Given exercise: Rewrite the lines starting at the one containing "Draw the outline of every instance of the powdered" and ending after the one containing "123], [67, 133]]", changing "powdered sugar dusting" to "cocoa powder dusting" and keeping everything else the same.

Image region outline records
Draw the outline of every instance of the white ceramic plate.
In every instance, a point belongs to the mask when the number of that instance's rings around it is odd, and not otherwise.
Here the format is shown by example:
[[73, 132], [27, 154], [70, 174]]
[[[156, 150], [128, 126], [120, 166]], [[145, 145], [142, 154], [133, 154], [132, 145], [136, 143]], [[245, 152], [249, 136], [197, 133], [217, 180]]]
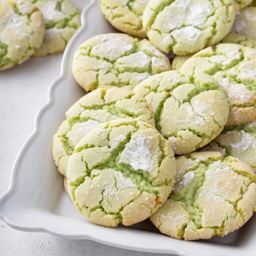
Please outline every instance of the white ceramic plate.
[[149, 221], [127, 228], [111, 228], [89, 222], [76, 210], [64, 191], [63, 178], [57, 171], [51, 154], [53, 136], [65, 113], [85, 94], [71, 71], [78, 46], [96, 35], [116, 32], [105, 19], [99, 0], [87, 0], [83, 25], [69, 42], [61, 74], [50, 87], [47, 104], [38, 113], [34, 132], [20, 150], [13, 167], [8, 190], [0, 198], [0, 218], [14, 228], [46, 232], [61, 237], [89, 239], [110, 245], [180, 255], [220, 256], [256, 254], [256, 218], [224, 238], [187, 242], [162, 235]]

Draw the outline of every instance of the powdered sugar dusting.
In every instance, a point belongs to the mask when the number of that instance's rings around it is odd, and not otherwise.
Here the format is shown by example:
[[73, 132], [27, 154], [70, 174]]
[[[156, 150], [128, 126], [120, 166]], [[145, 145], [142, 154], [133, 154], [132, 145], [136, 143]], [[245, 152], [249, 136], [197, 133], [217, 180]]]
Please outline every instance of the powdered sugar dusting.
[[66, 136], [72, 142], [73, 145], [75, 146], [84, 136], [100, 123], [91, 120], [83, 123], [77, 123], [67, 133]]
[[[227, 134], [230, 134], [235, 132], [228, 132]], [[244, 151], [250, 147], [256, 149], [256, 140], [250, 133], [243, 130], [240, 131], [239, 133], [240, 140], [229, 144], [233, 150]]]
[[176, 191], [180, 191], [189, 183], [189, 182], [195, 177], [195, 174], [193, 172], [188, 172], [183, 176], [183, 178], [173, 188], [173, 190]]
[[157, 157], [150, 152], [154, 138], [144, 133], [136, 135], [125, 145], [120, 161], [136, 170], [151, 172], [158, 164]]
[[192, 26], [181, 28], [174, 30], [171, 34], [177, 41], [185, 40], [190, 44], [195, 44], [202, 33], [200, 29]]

...

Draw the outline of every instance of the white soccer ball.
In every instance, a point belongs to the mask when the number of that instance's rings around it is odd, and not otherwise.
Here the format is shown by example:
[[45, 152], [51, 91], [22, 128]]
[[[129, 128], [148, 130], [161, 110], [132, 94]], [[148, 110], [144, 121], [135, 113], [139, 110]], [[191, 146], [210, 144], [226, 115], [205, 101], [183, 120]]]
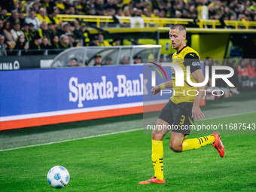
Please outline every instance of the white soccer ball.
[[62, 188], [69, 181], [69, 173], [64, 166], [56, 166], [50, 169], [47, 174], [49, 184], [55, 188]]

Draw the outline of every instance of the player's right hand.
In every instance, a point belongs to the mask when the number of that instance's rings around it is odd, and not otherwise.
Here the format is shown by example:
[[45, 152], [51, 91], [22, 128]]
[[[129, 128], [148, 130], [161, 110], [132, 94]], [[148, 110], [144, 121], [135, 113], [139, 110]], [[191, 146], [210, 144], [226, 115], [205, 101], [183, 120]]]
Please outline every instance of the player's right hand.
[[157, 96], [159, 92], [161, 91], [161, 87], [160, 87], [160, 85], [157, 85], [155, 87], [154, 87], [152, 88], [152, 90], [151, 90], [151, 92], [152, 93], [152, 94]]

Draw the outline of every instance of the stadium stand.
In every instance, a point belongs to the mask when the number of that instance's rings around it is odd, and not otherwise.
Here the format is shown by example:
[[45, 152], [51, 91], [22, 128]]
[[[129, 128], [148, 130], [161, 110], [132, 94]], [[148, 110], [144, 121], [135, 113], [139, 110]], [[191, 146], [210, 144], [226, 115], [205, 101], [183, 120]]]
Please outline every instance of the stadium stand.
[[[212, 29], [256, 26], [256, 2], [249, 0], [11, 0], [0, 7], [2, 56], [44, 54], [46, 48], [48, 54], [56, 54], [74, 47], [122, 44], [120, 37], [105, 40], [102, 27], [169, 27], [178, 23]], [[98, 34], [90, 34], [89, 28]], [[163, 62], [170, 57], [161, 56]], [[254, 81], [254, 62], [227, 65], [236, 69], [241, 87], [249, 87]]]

Response:
Draw the outline of every instance of the cocoa powder dusting.
In every instance, a point belongs to the mask when the number of that instance's rings around it is odd, and not otherwise.
Here the format is shown by example:
[[73, 132], [27, 154], [70, 174]]
[[[156, 150], [128, 126], [120, 166]], [[145, 145], [142, 154], [133, 154], [132, 145], [136, 143]], [[245, 152], [249, 136], [197, 133], [217, 180]]]
Please outline every instance of the cocoa powder dusting.
[[66, 136], [72, 142], [73, 145], [75, 146], [84, 136], [100, 123], [91, 120], [83, 123], [77, 123], [67, 133]]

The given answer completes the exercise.